- Provided information -
-*-*-
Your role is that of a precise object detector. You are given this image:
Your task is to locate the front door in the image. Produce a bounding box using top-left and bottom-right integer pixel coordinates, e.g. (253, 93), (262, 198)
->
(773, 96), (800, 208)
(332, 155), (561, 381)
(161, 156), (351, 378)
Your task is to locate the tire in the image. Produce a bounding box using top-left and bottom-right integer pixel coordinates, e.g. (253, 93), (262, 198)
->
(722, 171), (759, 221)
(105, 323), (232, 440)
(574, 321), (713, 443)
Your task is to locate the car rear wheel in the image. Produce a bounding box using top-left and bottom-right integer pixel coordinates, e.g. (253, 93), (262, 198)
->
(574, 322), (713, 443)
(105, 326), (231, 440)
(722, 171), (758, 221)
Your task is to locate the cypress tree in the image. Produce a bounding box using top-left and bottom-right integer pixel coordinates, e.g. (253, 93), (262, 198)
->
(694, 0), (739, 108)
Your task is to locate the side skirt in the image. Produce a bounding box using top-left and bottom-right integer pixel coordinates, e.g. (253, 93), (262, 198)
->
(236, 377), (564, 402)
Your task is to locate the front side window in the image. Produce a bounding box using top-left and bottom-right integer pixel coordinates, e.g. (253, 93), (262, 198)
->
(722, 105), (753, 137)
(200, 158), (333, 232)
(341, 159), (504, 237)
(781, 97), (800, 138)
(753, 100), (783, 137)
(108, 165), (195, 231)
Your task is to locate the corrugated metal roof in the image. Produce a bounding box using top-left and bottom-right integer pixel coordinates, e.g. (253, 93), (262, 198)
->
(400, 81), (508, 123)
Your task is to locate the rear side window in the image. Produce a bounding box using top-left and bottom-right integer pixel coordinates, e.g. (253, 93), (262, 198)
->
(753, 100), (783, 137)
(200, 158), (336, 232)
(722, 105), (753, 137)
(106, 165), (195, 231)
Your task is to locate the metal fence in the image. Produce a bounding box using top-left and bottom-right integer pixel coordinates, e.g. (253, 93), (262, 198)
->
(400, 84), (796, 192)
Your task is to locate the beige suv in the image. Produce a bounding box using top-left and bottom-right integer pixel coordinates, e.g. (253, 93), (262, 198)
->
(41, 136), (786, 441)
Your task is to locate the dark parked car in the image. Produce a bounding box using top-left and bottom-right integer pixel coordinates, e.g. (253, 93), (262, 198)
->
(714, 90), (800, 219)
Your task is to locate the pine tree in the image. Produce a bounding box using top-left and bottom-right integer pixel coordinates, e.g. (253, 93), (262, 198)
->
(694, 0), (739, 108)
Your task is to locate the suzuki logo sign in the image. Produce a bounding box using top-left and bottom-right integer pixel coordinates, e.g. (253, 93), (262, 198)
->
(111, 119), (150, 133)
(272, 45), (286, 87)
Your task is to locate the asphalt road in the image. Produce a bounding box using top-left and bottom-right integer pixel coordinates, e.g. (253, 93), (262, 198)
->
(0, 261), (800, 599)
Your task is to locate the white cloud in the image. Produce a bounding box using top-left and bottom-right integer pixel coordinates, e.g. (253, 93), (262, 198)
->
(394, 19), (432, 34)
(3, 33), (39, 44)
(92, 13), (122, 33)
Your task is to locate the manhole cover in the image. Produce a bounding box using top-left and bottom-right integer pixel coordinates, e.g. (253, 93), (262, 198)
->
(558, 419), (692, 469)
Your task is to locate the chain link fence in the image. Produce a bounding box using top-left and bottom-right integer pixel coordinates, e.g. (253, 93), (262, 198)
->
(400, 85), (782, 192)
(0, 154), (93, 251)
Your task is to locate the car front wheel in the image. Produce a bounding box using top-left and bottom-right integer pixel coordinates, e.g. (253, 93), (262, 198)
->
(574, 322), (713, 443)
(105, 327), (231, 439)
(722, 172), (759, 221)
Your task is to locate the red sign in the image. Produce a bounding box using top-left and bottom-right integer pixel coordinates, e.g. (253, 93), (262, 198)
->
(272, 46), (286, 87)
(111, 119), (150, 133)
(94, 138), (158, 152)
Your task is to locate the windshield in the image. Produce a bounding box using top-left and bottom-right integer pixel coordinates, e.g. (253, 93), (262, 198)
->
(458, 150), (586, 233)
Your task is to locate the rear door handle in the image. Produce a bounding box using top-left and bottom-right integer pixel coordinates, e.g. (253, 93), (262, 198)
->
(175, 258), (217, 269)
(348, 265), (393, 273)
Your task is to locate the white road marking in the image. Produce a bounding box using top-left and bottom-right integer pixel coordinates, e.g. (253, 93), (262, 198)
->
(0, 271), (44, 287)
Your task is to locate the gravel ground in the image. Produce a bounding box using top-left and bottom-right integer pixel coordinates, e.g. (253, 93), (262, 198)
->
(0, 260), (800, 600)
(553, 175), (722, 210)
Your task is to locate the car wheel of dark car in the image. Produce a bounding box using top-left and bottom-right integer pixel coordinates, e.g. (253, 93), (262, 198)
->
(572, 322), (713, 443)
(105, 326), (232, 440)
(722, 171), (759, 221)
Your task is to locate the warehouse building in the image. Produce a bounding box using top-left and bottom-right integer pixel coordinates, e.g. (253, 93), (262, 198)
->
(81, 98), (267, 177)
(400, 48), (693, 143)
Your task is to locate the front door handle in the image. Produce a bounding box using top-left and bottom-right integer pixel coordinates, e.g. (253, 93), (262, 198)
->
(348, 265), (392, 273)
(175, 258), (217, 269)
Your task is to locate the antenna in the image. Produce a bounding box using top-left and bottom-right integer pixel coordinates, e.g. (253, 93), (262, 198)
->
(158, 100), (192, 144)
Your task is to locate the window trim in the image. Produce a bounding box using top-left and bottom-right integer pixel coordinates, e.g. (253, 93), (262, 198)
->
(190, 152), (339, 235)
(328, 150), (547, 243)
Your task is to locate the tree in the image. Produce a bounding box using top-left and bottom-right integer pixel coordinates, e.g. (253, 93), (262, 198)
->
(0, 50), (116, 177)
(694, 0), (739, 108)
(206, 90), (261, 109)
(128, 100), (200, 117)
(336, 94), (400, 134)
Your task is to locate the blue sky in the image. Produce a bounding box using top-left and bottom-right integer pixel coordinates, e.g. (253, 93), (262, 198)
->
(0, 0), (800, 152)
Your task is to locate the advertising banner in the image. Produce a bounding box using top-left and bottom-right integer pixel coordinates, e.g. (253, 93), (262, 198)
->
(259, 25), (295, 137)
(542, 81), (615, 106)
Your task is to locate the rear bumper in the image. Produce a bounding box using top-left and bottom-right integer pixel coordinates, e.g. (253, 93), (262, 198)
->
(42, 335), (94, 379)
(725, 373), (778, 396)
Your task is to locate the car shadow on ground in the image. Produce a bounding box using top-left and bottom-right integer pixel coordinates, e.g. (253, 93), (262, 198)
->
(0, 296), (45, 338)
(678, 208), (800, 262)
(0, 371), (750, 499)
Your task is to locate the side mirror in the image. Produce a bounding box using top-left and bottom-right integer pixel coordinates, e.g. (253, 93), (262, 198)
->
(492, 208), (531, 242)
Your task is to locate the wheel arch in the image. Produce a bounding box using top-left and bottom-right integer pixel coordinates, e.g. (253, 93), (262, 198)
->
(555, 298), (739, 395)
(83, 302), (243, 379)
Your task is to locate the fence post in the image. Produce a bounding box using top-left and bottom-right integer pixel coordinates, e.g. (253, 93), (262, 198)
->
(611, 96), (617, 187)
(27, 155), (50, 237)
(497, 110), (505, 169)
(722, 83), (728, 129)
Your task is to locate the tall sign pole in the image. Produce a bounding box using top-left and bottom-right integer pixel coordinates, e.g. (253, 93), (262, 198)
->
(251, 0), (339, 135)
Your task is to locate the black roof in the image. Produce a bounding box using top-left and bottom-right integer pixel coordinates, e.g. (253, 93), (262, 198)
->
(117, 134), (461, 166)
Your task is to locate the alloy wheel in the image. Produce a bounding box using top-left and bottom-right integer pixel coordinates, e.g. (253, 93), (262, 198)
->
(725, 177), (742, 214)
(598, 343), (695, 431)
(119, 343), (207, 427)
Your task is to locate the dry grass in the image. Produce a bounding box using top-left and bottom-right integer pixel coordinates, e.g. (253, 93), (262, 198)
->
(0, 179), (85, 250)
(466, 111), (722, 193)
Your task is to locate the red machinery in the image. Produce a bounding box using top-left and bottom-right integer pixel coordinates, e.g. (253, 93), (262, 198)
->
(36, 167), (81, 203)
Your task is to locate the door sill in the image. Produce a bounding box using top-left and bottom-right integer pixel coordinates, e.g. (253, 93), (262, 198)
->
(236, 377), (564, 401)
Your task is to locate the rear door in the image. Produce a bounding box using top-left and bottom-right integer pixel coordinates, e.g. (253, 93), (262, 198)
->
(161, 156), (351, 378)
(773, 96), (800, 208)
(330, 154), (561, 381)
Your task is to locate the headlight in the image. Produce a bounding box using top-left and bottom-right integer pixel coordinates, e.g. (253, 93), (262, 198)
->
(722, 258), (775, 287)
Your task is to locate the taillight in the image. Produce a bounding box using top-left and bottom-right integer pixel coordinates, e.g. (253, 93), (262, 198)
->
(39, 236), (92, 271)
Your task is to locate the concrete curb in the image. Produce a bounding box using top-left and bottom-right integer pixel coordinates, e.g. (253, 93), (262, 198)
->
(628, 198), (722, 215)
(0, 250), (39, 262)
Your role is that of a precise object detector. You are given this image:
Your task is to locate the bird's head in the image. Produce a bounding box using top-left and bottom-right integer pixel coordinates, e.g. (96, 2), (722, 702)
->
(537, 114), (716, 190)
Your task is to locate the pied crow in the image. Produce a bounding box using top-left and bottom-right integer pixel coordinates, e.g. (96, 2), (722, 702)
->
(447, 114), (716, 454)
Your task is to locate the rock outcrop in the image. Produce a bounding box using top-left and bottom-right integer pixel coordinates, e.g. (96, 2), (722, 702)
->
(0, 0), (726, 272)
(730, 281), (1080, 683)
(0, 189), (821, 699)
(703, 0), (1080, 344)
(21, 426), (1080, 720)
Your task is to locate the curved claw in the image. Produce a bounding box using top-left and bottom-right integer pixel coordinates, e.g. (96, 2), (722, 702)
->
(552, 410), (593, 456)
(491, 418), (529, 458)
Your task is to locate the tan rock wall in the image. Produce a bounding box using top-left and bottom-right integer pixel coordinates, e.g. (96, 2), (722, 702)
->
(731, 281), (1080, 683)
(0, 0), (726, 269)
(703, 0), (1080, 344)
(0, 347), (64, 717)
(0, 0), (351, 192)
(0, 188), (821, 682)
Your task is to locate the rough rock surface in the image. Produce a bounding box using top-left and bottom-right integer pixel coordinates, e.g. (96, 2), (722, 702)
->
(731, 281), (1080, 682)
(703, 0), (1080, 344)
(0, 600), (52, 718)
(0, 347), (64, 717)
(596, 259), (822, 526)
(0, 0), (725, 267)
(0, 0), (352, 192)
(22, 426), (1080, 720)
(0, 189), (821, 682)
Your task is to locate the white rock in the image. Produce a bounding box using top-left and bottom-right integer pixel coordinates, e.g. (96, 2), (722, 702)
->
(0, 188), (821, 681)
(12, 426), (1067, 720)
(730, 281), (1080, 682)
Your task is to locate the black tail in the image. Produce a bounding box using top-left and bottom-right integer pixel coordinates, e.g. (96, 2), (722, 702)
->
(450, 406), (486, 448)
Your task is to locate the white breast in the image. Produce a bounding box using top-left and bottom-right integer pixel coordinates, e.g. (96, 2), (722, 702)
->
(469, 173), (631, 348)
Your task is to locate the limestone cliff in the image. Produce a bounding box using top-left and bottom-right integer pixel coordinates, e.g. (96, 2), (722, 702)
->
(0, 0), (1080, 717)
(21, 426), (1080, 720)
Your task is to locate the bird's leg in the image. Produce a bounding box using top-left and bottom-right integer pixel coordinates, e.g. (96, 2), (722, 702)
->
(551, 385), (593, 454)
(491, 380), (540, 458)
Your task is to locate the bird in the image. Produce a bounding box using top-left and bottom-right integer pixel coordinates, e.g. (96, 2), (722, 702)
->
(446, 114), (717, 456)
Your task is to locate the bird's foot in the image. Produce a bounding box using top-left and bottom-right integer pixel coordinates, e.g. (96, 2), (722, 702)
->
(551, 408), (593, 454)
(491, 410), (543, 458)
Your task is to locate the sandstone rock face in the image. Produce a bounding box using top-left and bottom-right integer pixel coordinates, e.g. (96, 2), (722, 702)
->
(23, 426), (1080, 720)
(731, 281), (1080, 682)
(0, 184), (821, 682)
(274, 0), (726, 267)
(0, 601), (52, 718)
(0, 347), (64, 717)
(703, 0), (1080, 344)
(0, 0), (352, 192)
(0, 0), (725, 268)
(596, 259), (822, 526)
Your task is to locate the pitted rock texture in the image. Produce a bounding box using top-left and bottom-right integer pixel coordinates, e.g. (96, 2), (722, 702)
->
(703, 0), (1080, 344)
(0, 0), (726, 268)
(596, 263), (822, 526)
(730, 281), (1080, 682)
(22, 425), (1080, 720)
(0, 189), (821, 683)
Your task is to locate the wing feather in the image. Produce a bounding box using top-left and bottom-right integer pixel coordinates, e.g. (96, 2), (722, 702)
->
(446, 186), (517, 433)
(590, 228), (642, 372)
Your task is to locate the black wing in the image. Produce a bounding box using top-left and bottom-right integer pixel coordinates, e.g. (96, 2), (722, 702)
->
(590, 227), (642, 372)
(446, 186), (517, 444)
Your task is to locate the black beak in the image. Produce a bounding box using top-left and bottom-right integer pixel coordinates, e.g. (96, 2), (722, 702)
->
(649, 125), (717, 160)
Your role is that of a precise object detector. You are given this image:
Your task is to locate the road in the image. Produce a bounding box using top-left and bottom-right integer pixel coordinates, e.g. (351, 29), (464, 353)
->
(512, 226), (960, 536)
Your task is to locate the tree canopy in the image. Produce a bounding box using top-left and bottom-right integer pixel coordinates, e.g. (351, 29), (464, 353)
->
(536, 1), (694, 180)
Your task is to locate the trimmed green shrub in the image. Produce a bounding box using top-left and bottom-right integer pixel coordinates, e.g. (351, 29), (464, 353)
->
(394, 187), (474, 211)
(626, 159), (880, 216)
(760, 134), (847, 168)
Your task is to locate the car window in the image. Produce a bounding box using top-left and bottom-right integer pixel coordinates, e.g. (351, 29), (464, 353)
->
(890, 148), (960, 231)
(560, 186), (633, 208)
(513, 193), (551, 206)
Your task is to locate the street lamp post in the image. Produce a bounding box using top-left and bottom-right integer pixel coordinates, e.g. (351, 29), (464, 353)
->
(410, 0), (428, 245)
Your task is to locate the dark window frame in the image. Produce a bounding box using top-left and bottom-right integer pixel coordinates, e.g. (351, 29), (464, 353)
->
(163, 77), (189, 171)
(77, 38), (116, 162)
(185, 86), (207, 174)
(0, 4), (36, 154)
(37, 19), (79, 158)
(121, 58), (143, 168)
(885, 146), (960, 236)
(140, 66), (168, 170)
-*-*-
- Written problem -
Format the rows as a numbered list with blank lines omitted, starting at the line that contains "Your task is to locate the car rear" and ending after the line that contains "(236, 377), (564, 402)".

- Solution to this problem -
1. Your task is to locate the car rear wheel in the image. Produce a bounding box using top-left and bottom-right integer pixel coordinates, e.g. (253, 93), (262, 198)
2. ->
3. (574, 322), (713, 443)
4. (105, 326), (231, 440)
5. (722, 171), (758, 221)
6. Your task is to locate the cypress tree in the image. Produce a bounding box using top-left and bottom-right integer pixel coordinates, e.g. (253, 93), (262, 198)
7. ->
8. (694, 0), (739, 108)
9. Your task is to locate the side skirt in the image. Produce a bounding box using top-left and bottom-right integer pixel coordinates, e.g. (253, 93), (262, 198)
10. ->
11. (236, 377), (564, 402)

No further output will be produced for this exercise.